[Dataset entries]
============================================================
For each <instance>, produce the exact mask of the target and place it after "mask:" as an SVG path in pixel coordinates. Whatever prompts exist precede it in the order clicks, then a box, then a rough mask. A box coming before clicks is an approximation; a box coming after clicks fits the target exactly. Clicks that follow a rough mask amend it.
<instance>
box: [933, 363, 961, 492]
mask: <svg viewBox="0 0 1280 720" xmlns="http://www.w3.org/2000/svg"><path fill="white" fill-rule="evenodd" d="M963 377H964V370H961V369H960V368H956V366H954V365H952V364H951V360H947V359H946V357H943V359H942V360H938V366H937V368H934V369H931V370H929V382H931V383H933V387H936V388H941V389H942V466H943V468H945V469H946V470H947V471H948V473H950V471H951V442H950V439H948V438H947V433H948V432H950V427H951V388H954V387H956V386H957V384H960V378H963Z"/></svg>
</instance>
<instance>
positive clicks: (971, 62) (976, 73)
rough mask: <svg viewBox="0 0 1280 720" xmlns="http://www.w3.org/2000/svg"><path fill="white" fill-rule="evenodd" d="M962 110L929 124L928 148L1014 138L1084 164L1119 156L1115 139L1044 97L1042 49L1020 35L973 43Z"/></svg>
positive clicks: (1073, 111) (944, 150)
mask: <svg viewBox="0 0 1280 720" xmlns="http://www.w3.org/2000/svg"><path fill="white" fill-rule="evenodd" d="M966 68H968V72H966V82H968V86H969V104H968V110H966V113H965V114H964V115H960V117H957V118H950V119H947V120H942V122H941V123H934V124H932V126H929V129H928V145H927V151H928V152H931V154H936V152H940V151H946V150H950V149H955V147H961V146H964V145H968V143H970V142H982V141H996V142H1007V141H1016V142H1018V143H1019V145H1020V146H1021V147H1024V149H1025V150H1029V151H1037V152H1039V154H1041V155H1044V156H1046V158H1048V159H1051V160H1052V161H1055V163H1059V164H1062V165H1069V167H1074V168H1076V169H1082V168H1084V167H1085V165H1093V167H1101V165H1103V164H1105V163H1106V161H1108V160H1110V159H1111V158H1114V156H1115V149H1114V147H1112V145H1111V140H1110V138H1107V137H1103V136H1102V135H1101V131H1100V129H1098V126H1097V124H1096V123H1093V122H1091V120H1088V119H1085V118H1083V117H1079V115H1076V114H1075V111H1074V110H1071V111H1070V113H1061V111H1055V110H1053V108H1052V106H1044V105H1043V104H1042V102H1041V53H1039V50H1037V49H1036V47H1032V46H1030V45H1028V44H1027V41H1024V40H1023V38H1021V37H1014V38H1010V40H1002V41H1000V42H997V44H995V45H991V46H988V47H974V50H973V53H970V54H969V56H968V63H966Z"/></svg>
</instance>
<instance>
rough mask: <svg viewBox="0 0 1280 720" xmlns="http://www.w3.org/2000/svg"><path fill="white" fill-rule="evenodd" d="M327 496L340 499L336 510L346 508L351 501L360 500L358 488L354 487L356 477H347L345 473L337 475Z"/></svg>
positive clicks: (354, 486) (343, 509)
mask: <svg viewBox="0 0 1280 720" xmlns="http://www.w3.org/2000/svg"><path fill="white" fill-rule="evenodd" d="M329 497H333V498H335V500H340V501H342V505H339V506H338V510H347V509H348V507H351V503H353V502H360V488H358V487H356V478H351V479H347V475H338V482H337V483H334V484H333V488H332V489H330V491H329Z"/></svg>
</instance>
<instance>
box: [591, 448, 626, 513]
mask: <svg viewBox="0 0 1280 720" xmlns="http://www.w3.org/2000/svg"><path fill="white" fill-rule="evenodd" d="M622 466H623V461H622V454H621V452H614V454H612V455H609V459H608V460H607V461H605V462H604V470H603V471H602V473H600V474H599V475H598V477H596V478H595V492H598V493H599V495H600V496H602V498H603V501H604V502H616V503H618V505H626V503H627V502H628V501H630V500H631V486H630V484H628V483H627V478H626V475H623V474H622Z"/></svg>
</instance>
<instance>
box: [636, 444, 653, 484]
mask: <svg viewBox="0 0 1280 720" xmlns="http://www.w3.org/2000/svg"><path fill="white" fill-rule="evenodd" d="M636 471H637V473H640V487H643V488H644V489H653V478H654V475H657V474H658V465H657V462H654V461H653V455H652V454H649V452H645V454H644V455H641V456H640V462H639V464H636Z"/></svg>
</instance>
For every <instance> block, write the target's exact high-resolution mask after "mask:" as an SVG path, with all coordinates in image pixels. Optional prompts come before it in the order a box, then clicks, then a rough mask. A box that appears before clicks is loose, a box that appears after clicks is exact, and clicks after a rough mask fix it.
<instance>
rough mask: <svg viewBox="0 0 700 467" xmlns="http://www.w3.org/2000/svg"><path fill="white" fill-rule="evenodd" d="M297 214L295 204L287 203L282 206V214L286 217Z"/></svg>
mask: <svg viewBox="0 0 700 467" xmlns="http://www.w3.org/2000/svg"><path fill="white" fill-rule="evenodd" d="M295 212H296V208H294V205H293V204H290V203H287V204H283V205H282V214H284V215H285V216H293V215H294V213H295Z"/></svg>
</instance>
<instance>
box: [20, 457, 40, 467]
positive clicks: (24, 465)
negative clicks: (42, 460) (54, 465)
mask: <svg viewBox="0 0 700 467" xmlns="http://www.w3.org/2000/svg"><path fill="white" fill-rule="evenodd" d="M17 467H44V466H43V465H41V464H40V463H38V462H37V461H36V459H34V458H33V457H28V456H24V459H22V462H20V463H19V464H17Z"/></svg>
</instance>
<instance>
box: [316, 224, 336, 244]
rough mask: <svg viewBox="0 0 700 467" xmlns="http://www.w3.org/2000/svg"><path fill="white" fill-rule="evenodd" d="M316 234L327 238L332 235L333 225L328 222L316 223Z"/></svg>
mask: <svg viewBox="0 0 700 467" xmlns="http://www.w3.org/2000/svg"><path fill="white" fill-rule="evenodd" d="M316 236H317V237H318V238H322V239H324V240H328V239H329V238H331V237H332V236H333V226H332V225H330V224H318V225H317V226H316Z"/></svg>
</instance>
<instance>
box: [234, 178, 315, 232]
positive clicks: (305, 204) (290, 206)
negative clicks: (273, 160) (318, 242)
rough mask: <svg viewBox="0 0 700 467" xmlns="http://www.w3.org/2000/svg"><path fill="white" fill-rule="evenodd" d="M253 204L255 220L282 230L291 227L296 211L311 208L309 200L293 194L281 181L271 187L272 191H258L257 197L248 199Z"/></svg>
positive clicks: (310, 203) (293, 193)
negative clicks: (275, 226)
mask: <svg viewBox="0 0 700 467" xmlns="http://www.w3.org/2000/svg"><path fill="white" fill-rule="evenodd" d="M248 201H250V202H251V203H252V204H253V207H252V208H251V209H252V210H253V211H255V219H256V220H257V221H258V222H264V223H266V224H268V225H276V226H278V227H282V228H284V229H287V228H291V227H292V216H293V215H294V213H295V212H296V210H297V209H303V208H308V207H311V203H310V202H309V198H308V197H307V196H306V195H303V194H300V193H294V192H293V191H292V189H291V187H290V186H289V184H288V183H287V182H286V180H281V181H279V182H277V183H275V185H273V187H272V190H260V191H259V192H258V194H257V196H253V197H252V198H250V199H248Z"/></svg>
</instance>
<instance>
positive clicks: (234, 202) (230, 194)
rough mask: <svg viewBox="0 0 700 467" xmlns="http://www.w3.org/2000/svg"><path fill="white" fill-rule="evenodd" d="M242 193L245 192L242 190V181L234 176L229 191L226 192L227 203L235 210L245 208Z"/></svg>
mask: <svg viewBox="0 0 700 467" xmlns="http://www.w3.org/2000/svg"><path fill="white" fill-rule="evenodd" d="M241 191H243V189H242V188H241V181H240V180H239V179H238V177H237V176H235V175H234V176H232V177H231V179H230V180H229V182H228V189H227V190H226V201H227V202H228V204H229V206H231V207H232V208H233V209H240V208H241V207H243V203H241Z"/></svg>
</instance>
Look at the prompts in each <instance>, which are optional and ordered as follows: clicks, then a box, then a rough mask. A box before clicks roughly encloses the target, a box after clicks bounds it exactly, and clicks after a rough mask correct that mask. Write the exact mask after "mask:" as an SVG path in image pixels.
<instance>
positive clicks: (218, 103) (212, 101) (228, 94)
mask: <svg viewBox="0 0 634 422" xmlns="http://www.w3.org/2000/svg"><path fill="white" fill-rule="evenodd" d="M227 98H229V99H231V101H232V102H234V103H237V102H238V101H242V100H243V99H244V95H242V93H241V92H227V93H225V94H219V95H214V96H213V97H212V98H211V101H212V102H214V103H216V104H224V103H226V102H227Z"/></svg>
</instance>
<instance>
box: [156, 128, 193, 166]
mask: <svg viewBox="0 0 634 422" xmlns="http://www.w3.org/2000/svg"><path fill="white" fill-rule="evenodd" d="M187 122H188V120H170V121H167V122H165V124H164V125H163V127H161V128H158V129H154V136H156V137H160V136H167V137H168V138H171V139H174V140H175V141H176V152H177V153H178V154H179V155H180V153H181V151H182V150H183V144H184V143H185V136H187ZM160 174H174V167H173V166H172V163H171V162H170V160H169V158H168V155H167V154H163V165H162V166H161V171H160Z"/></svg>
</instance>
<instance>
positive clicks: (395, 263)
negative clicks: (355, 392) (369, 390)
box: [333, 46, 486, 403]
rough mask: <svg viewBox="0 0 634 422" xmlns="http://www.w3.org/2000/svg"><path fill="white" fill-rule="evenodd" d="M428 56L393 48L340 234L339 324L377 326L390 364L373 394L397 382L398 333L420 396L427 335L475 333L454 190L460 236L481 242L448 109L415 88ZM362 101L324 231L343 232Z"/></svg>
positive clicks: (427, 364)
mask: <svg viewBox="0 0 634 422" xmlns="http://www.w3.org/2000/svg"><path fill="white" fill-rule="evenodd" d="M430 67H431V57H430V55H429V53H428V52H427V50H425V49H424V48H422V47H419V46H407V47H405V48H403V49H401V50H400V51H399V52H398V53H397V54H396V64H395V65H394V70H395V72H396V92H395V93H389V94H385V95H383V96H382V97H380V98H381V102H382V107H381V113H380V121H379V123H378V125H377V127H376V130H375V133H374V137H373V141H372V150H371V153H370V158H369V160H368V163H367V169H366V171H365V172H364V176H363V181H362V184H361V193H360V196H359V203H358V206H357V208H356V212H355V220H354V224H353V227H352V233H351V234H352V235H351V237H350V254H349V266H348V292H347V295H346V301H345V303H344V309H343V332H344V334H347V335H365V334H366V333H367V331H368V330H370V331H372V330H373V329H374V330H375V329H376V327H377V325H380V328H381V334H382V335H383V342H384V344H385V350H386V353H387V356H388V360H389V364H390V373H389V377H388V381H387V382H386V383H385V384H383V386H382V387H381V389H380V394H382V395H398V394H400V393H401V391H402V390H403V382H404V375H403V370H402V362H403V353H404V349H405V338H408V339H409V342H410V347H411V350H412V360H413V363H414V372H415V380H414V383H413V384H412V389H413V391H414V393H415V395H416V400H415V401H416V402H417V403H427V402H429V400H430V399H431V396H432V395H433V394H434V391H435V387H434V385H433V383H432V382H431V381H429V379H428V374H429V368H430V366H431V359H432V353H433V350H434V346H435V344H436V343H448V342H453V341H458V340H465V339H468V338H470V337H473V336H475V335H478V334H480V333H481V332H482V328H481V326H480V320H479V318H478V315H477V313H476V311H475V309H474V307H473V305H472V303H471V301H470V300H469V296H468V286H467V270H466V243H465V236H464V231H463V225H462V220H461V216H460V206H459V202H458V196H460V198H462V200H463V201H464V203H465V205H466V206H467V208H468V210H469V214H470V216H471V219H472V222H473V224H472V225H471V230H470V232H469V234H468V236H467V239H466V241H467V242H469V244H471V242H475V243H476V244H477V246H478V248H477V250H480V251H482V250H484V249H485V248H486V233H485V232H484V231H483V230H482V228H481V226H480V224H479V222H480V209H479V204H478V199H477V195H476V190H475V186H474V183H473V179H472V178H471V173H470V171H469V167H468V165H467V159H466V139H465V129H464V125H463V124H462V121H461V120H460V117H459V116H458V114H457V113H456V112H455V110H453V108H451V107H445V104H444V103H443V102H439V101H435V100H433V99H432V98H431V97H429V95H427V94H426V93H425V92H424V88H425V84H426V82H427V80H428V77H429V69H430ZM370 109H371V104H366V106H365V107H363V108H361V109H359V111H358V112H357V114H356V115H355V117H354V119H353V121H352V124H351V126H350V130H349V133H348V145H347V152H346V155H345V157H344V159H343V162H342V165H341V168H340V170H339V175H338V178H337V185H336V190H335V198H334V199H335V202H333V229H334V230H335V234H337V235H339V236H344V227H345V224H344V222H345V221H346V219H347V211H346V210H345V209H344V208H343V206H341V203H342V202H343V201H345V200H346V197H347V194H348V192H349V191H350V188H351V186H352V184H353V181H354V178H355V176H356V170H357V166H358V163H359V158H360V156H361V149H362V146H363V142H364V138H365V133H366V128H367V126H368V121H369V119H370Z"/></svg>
============================================================
- _Problem details_
Reproduce the data word for word, from its first line through the line containing "box: [933, 363, 961, 492]".

- _Response to this exercise_
For each <instance>, produce the exact mask of the target and place it after "mask:" as an SVG path in pixel coordinates. Whatever prompts exist precede it in the order clicks, then a box, then a rough mask. A box coming before clicks is an approximation; a box coming after clicks fits the target exactly. Clicks that follow a rough mask amend it.
<instance>
box: [933, 363, 961, 492]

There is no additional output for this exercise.